Problem statement:
Filter the records for "bare" and keep each line that has it.

Segment Start: Data records

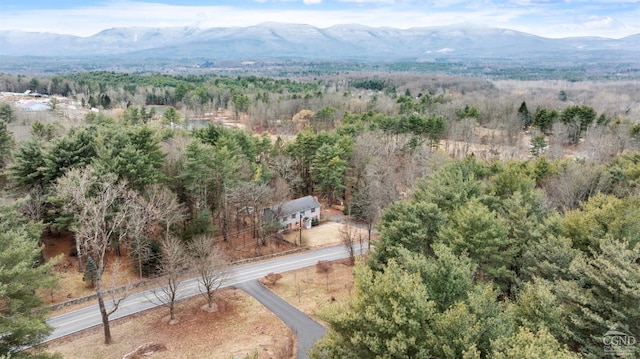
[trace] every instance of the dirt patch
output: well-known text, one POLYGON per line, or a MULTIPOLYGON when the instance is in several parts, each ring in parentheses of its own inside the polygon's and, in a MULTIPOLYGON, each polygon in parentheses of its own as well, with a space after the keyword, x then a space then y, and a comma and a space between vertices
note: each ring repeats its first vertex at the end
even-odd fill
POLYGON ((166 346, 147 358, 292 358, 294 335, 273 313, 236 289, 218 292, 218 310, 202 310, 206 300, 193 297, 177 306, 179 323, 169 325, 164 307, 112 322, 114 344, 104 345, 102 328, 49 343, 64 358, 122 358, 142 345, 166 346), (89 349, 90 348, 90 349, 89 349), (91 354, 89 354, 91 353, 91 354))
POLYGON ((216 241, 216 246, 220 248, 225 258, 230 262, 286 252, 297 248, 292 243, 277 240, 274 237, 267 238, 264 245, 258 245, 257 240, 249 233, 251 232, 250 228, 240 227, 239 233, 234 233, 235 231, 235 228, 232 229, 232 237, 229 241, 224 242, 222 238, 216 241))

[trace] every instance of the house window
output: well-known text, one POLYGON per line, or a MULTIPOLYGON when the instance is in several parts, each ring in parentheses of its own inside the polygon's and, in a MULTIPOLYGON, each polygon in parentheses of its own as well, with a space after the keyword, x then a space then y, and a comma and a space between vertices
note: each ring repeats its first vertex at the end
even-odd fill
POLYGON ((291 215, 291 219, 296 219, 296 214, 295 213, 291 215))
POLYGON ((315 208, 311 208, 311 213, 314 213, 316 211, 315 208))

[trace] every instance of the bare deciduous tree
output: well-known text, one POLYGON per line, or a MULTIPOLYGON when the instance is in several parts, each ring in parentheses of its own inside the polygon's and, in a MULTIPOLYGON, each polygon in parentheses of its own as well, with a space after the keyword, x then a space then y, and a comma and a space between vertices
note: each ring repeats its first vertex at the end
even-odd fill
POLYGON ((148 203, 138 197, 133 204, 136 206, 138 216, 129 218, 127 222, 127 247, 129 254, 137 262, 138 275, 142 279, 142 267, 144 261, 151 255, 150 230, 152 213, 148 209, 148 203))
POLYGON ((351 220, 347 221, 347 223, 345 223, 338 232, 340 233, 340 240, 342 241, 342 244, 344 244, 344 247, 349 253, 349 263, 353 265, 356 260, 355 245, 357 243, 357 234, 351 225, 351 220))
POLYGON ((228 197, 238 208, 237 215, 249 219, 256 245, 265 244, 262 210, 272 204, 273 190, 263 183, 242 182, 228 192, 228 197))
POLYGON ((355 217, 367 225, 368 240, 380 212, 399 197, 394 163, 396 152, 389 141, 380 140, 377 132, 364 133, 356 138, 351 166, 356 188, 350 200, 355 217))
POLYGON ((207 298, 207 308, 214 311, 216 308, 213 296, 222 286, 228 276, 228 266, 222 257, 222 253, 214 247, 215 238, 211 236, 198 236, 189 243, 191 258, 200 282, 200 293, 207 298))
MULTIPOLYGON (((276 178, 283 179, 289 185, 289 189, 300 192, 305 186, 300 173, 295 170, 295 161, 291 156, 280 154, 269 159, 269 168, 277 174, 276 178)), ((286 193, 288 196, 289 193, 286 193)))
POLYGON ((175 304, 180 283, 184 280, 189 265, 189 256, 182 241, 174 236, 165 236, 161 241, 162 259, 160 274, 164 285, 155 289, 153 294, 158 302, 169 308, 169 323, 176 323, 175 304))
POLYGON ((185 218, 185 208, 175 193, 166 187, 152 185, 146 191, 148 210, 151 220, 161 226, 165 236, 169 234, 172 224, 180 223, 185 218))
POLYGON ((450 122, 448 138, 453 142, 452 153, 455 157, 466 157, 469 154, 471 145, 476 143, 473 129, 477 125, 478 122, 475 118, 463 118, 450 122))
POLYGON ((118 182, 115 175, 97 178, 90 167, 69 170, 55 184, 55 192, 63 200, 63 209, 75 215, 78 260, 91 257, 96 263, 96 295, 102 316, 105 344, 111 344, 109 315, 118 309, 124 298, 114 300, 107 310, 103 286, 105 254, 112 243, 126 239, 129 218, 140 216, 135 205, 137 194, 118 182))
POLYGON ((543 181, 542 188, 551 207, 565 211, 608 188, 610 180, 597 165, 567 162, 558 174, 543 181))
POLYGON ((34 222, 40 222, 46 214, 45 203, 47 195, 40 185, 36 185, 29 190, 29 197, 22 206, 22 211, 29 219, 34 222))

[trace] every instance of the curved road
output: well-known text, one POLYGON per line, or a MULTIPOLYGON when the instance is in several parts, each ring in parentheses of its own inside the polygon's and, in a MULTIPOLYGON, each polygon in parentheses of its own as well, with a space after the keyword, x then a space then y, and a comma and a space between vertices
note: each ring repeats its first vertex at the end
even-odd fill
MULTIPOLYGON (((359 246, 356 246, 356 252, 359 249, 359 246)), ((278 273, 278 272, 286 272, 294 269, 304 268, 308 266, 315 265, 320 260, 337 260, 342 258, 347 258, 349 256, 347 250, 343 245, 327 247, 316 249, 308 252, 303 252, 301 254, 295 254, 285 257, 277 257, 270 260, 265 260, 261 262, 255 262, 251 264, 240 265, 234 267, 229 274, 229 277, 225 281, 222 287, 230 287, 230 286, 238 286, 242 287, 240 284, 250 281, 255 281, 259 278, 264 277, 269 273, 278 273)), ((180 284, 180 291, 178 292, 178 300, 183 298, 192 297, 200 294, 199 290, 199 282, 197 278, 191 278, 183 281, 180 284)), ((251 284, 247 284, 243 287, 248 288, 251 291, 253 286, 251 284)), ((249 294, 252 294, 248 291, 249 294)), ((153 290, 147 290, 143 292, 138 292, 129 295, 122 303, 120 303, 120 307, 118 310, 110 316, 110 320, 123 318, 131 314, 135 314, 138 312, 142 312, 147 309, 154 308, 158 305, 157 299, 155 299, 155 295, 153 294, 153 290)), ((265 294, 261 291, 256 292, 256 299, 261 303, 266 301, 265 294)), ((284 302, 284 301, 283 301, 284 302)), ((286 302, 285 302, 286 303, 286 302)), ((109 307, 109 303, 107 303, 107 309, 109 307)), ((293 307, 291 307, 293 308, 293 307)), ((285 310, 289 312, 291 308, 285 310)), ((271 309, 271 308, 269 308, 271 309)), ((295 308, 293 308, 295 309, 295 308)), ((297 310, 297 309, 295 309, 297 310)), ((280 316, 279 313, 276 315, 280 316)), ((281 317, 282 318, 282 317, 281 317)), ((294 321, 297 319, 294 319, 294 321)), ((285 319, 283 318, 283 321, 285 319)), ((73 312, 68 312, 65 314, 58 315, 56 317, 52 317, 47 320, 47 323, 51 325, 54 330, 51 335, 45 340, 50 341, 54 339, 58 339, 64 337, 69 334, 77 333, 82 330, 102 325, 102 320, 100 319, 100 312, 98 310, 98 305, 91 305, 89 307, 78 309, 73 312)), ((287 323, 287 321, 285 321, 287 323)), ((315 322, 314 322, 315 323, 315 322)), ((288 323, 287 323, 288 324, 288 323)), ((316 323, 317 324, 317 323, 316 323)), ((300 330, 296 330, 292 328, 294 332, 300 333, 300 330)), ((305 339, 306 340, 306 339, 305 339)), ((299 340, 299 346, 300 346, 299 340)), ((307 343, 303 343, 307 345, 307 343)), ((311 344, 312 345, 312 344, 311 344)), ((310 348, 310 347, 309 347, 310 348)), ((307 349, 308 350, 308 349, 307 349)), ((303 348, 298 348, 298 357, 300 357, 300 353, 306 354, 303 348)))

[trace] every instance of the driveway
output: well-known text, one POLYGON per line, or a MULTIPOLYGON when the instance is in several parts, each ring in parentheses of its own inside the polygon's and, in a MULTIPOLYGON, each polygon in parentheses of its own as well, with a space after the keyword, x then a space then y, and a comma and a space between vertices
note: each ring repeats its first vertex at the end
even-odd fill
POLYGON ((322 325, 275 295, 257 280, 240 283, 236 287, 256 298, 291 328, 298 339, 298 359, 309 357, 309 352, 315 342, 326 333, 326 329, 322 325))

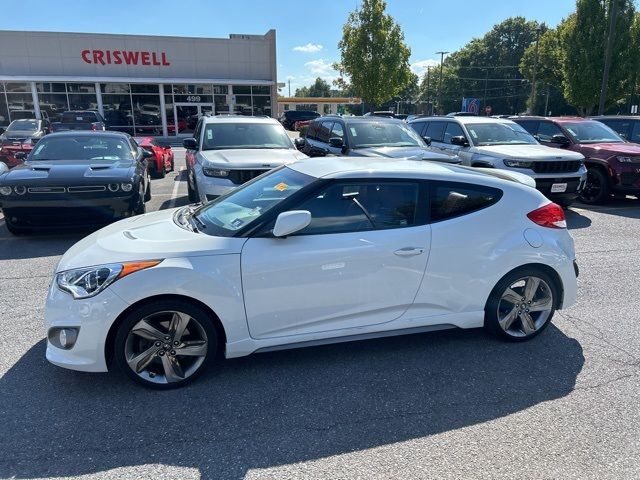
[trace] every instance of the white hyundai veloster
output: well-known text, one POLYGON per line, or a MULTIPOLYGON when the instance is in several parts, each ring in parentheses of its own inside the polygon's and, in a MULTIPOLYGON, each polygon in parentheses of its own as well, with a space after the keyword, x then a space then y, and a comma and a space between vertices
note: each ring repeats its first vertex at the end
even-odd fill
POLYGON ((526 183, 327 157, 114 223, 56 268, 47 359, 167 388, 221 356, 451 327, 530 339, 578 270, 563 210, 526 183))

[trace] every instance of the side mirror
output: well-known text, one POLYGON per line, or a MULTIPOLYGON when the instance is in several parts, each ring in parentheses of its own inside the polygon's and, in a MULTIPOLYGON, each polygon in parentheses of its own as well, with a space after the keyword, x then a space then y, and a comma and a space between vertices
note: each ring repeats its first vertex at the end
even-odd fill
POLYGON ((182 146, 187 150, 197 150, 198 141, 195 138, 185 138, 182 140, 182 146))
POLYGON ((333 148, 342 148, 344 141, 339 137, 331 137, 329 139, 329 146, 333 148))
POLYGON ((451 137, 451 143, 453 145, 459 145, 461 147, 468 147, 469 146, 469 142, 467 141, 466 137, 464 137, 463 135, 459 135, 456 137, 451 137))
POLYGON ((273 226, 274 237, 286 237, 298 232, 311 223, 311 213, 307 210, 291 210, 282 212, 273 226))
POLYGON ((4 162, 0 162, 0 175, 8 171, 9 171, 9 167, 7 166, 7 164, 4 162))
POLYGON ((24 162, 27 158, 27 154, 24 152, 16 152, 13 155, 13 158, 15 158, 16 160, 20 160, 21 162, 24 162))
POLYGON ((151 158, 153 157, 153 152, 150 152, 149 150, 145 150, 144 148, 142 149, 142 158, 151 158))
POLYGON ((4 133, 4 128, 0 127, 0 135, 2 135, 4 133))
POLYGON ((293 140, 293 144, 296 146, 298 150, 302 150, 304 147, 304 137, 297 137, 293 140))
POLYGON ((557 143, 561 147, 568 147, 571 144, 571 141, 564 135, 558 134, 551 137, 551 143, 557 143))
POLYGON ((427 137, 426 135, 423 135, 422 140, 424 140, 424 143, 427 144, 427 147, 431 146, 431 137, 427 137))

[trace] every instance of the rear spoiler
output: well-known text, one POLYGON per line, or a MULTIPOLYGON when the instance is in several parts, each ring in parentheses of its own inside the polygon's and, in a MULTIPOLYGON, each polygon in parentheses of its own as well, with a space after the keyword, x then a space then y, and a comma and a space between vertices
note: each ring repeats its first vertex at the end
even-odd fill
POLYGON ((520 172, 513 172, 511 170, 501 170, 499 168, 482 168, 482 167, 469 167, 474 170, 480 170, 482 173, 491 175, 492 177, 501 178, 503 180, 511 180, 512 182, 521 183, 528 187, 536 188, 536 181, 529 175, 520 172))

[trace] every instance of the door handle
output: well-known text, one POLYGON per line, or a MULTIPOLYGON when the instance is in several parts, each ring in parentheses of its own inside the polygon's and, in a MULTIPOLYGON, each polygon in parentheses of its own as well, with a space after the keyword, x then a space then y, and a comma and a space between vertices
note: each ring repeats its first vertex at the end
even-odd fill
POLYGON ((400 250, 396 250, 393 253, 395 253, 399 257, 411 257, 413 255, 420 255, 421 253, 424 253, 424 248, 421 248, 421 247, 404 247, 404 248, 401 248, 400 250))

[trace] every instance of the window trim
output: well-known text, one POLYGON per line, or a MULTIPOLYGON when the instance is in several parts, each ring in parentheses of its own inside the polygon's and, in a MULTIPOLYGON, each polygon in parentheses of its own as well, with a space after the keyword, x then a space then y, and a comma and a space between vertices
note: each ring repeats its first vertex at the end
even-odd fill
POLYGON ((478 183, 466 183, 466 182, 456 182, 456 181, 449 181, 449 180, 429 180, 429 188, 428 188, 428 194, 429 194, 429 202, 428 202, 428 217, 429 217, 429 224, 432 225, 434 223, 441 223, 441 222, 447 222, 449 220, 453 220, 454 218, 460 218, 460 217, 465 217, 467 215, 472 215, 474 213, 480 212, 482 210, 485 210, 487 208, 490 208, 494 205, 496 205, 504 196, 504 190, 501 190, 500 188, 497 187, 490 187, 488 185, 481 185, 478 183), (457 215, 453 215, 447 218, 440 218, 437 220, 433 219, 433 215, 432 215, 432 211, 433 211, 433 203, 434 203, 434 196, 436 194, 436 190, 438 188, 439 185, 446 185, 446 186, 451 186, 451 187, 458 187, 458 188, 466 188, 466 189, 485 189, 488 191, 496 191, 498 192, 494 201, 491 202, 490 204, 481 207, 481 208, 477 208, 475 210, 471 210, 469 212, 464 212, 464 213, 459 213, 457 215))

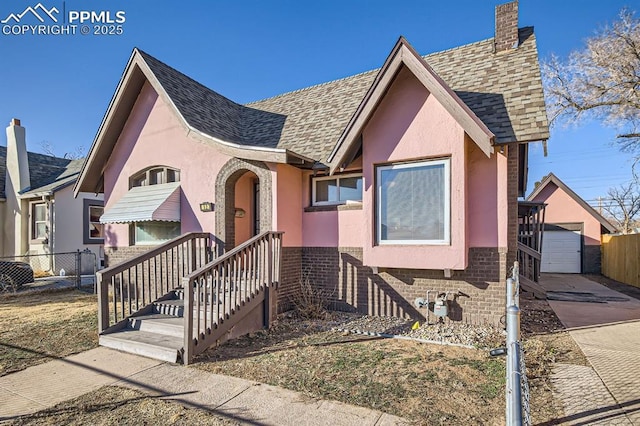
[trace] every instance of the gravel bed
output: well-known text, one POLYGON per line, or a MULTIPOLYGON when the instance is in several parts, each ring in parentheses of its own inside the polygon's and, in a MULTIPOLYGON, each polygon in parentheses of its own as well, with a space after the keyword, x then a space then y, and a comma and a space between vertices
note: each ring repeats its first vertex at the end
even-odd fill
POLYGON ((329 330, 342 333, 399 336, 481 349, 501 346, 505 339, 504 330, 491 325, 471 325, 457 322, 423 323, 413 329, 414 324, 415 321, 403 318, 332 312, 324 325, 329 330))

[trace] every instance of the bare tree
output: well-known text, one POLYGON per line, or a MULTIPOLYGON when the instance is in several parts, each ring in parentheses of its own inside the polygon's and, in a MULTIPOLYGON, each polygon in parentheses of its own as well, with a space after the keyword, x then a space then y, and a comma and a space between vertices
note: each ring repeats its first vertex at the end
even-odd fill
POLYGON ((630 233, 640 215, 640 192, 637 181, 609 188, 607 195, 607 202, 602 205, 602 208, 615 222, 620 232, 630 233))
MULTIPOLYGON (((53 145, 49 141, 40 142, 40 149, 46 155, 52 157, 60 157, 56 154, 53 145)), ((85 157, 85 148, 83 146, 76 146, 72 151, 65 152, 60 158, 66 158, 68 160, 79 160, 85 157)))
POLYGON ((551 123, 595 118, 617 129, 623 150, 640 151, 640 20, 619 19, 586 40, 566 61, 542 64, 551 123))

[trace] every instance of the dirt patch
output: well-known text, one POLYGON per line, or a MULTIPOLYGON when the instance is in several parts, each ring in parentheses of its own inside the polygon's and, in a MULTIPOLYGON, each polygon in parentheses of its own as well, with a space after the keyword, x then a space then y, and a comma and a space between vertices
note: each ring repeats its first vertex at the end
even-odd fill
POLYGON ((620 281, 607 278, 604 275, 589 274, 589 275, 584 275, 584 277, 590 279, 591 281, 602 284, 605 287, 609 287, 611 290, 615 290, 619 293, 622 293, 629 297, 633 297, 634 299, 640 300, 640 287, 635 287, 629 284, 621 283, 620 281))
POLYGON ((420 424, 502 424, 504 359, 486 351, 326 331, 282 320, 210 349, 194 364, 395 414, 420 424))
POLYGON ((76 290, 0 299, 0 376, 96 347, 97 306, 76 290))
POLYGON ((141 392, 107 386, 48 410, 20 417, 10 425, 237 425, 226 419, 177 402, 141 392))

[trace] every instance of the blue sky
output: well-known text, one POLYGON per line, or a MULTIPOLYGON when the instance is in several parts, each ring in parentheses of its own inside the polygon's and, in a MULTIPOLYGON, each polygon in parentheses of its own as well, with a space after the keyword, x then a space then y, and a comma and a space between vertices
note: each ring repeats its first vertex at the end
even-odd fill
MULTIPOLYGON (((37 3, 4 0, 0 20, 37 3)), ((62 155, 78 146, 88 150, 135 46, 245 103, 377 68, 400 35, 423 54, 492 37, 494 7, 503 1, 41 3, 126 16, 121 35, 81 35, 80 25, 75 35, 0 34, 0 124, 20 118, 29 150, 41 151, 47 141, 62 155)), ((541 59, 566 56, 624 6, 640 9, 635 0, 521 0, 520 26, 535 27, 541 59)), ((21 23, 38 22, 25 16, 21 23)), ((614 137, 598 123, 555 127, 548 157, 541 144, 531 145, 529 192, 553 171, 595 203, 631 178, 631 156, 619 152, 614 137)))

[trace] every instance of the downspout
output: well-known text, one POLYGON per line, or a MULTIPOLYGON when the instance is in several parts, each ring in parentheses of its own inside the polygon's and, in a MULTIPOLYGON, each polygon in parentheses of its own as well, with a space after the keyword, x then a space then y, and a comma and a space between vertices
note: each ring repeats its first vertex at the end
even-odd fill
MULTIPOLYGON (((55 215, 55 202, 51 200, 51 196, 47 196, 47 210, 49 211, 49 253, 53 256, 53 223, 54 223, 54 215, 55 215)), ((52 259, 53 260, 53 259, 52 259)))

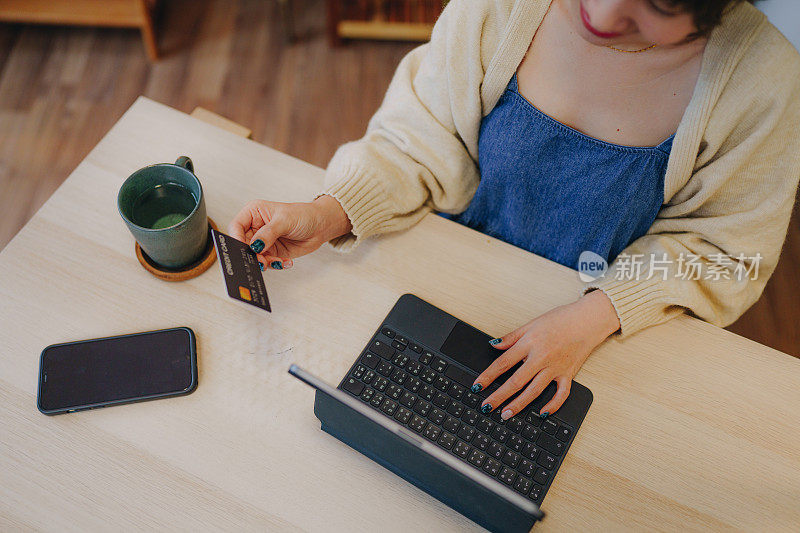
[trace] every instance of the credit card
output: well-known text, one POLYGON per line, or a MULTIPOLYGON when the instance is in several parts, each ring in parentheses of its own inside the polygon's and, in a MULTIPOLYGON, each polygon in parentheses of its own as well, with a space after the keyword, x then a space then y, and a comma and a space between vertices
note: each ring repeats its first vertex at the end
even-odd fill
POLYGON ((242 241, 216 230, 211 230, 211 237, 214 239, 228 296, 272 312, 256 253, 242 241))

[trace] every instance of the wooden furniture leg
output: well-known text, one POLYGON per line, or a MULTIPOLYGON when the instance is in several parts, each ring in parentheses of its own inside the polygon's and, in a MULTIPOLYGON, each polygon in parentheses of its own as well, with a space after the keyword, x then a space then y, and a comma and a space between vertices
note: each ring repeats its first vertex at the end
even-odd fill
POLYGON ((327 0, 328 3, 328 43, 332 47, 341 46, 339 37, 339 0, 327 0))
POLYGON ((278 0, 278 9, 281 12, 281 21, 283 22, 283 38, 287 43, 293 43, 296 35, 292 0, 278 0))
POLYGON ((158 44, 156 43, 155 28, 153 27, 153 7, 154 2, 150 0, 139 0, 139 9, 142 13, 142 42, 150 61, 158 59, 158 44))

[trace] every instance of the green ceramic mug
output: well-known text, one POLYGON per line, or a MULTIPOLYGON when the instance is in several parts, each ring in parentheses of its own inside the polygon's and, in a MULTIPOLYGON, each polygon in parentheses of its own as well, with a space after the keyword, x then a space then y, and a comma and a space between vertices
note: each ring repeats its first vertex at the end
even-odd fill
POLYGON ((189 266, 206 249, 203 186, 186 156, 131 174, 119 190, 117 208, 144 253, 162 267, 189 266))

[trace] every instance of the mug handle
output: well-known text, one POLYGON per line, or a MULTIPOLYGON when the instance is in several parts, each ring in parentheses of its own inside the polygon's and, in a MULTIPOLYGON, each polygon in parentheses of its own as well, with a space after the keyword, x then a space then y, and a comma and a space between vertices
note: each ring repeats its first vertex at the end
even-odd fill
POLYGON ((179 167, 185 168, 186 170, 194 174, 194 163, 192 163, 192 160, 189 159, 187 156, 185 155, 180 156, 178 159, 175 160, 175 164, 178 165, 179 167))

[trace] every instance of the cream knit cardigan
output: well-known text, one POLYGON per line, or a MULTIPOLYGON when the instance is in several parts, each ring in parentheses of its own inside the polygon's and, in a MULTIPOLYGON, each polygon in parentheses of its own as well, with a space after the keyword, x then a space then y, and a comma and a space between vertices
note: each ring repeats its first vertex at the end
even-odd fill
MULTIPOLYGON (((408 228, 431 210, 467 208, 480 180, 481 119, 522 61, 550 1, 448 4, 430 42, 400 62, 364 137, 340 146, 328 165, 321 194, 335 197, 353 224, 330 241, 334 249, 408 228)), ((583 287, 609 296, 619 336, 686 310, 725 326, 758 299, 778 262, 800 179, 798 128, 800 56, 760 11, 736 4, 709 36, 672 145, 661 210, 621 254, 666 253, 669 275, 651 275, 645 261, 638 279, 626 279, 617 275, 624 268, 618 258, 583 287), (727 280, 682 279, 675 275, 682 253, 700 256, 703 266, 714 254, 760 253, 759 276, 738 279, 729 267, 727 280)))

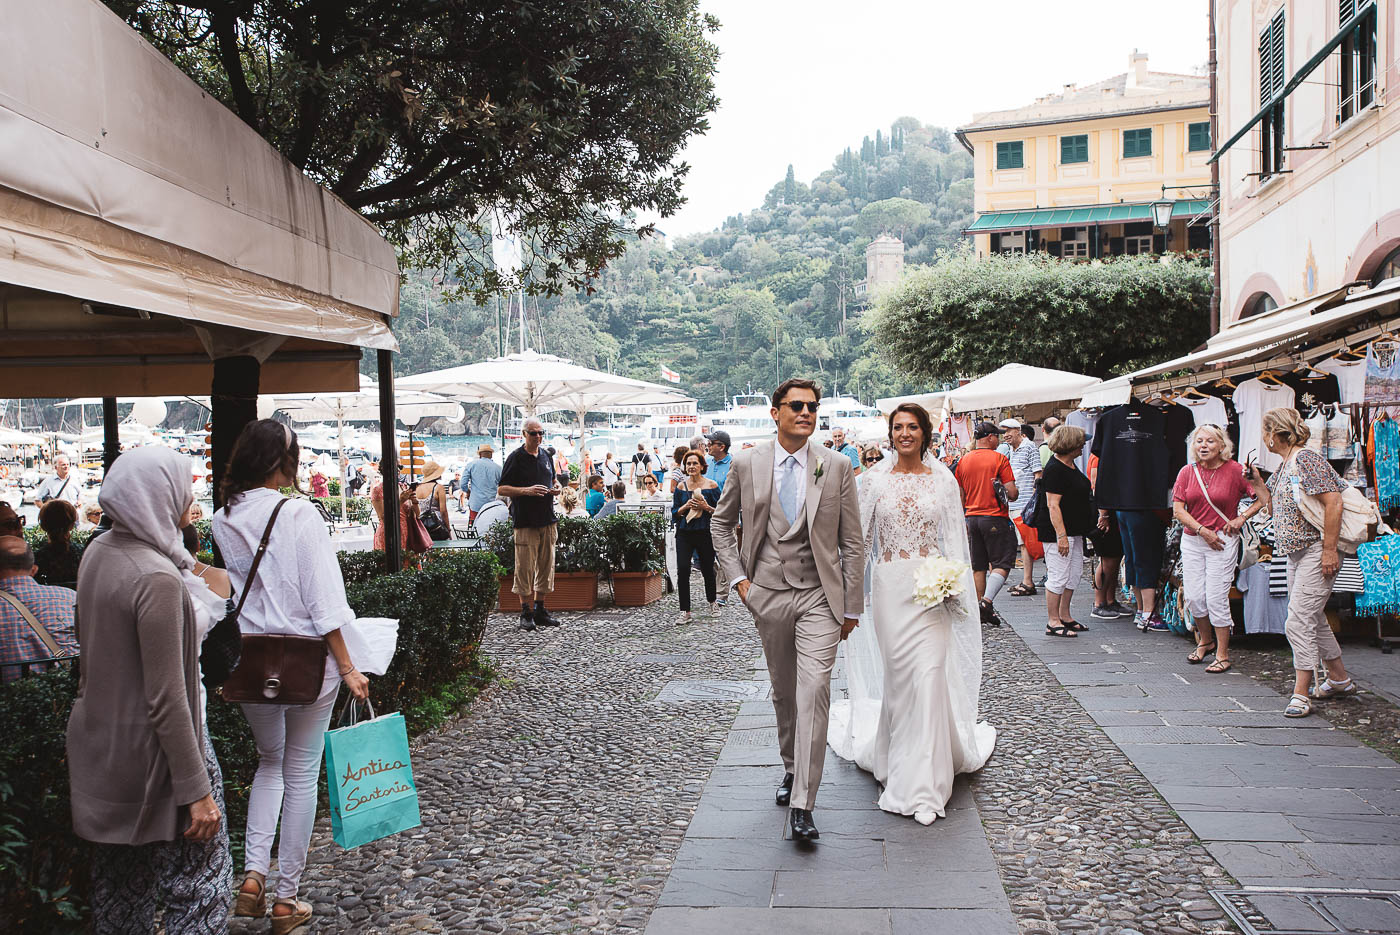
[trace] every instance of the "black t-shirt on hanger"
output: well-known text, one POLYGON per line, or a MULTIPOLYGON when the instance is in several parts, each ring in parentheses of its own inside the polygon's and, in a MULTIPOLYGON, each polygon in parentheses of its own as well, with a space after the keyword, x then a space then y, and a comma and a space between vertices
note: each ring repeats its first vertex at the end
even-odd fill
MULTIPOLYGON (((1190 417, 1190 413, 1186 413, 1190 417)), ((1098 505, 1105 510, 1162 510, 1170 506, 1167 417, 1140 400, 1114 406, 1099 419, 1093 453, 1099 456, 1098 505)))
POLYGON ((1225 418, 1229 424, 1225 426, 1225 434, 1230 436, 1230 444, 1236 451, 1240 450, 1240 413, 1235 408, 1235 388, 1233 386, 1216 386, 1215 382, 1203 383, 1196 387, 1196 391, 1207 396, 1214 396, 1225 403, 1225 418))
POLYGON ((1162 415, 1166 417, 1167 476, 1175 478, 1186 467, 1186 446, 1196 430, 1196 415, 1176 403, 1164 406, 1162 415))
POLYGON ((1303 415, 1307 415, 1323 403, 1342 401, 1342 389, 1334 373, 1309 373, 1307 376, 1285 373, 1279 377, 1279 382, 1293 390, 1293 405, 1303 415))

Segment End: Data records

Answer below:
[trace] every instance of the bare deciduous tree
[trace] every instance of the bare tree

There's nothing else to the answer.